#### Input records
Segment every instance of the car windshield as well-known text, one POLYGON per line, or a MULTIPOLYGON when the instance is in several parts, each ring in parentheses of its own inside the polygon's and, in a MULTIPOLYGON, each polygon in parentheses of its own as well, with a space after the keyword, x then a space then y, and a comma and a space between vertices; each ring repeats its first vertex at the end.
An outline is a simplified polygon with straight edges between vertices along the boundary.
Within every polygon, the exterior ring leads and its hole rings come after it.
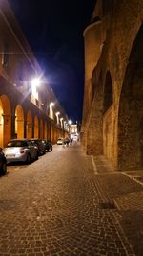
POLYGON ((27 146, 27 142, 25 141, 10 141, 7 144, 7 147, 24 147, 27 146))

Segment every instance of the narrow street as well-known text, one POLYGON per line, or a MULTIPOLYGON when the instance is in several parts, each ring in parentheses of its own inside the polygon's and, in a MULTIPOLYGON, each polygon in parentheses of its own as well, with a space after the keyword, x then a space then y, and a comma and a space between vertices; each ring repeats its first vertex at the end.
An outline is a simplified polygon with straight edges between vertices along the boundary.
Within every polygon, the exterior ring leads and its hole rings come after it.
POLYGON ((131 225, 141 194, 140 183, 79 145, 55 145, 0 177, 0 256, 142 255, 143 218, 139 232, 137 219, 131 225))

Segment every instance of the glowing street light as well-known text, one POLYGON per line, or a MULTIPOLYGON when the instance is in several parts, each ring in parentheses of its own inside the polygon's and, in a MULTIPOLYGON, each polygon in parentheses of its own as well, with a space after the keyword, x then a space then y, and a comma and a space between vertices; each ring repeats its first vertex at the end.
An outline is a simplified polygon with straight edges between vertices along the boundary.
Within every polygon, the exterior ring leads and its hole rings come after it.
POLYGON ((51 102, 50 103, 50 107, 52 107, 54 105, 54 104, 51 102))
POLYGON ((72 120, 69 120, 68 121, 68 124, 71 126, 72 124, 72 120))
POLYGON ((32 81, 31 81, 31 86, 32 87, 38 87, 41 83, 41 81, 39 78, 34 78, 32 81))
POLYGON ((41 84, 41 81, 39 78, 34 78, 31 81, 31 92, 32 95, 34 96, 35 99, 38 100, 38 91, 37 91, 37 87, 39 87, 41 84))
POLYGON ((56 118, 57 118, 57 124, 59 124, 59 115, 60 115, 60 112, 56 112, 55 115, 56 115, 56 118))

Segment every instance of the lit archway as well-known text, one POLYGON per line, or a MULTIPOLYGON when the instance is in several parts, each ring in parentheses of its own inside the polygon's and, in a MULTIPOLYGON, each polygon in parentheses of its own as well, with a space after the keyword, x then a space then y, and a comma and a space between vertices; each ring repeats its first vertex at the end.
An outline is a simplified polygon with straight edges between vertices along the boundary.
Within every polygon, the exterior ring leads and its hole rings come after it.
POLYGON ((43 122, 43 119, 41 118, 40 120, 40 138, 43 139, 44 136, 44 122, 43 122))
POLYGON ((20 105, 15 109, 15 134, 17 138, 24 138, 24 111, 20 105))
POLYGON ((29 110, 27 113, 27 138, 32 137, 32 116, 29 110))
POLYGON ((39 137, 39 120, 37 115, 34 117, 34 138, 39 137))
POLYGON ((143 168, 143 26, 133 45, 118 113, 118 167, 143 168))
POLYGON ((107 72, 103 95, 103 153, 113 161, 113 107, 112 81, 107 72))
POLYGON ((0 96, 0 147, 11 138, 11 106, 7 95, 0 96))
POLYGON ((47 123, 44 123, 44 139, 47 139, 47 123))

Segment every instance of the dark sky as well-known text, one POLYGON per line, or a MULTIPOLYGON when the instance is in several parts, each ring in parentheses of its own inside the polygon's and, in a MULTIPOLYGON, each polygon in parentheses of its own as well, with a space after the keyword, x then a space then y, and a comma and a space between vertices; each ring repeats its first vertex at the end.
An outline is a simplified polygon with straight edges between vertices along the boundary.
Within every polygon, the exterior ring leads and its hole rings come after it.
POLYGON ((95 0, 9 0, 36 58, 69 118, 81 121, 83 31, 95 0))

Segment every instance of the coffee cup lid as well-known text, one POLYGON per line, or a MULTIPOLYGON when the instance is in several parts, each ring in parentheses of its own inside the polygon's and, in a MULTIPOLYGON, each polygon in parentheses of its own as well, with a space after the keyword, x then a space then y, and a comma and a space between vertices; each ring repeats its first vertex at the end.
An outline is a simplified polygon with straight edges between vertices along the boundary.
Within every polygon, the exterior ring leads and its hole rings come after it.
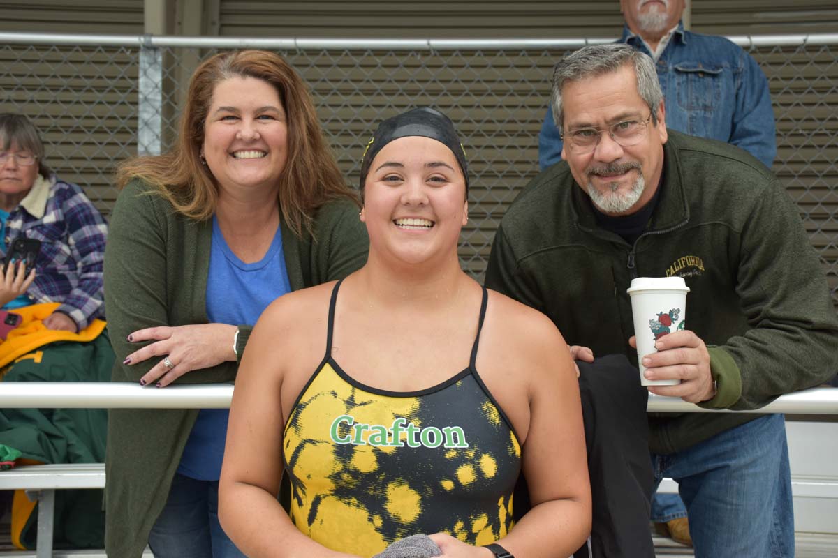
########
Repeat every row above word for word, leaving out the pictures.

__The reply__:
Segment every instance of the car windshield as well-known text, one POLYGON per line, or a MULTIPOLYGON when the instance is in several parts, each ring in parentheses of its own inside the polygon's and, in a MULTIPOLYGON, each polygon in parentheses of its own as well, with a space after the keyword, x then a space then y, and a comma and a space between vertices; each ring repeats its first vertex at the end.
An outline is a simplified polygon with straight edges between vertices along the boundary.
Within every polygon, the exterior ring leads and its hole rings come after it.
POLYGON ((27 146, 27 142, 25 141, 10 141, 7 144, 7 147, 24 147, 27 146))

Segment every instance of the narrow street as well-known text, one POLYGON per line, or a MULTIPOLYGON when the instance is in several parts, each ring in parentheses of its own inside the polygon's and, in a MULTIPOLYGON, each polygon in parentheses of its own as well, with a space after the keyword, x then a space then y, and a comma and a space between vertices; each ring repeats its first vertex at the end.
An outline is a simplified polygon with straight edges between vertices along the boundary.
Within every polygon, the exterior ring leads and its hole rings come after it.
POLYGON ((131 225, 141 194, 140 183, 79 145, 55 145, 0 177, 0 256, 142 255, 143 218, 139 232, 137 219, 131 225))

Segment every instance of the glowing street light as well-known text, one POLYGON per line, or a MULTIPOLYGON when the instance is in several parts, each ring in parentheses of its own inside the polygon's and, in a MULTIPOLYGON, each polygon in parentheses of its own as well, with a space after the keyword, x then a space then y, and a comma and a space between vertices; each ring repeats its first vertex at the end.
An outline is a simplified polygon with straight edges between vertices along the boundary.
Within every polygon, the exterior ring leads and its hole rings come after it.
POLYGON ((51 102, 50 103, 50 107, 52 107, 54 105, 54 104, 51 102))
POLYGON ((72 120, 69 120, 68 121, 68 124, 71 126, 72 124, 72 120))
POLYGON ((32 81, 31 81, 31 86, 32 87, 38 87, 41 83, 41 81, 39 78, 34 78, 32 81))
POLYGON ((41 84, 41 81, 39 78, 34 78, 31 81, 31 92, 32 95, 34 96, 35 99, 38 100, 38 91, 37 91, 37 87, 39 87, 41 84))
POLYGON ((56 118, 57 118, 57 124, 59 124, 59 115, 60 115, 60 112, 56 112, 55 115, 56 115, 56 118))

Segment every instance of the lit archway as well-known text, one POLYGON per line, or a MULTIPOLYGON when the instance is in several parts, each ring in parentheses of its own inside the polygon's and, in a MULTIPOLYGON, each polygon in parentheses of its own as well, with a space after the keyword, x then a space then y, and a comma and a space between vertices; each ring repeats its first vertex at the end.
An outline is a simplified polygon with straight edges between vertices along the boundary.
Within every polygon, the exterior ring leads and its hole rings come after it.
POLYGON ((43 122, 43 119, 41 118, 40 120, 40 138, 43 139, 44 136, 44 122, 43 122))
POLYGON ((20 105, 15 109, 15 134, 17 138, 24 138, 24 111, 20 105))
POLYGON ((29 110, 27 113, 27 138, 32 137, 32 116, 29 110))
POLYGON ((39 137, 39 120, 37 115, 34 117, 34 138, 39 137))
POLYGON ((143 168, 143 26, 133 45, 118 113, 118 167, 143 168))
POLYGON ((107 72, 103 95, 103 153, 113 161, 113 107, 112 81, 107 72))
POLYGON ((0 96, 0 147, 11 138, 11 106, 7 95, 0 96))
POLYGON ((47 123, 44 123, 44 139, 47 139, 47 123))

Segment every instance of the dark sky as well-known text, one POLYGON per line, or a MULTIPOLYGON when the instance is in several parts, each ring in parentheses of its own inside the polygon's and, in a MULTIPOLYGON, each polygon in parentheses of its own as well, with a space after the keyword, x then a space then y, and a comma and a space between vertices; each ring repeats its first vertex at the end.
An outline is a simplified polygon with straight edges between vertices along the boundary.
Within every polygon, the exterior ring leads and its hole rings come after it.
POLYGON ((95 0, 9 0, 36 58, 69 118, 81 121, 83 31, 95 0))

Segment every instance of the coffee cup lid as well-known text, one POLYGON per line, or a MULTIPOLYGON when the instance is in several parts, each ring in parentheses of its own inside the polygon's and, in a MULTIPOLYGON, each polygon in parentheses of its own as well, with a space after the keyword, x then a space then y, and a comma and a space between vertices; each ring repeats its first vertex at the end.
An outline is a simplified polygon with straight edges between vertices along the boundary.
Within every polygon, the exterior ring leads and its hole rings come after it.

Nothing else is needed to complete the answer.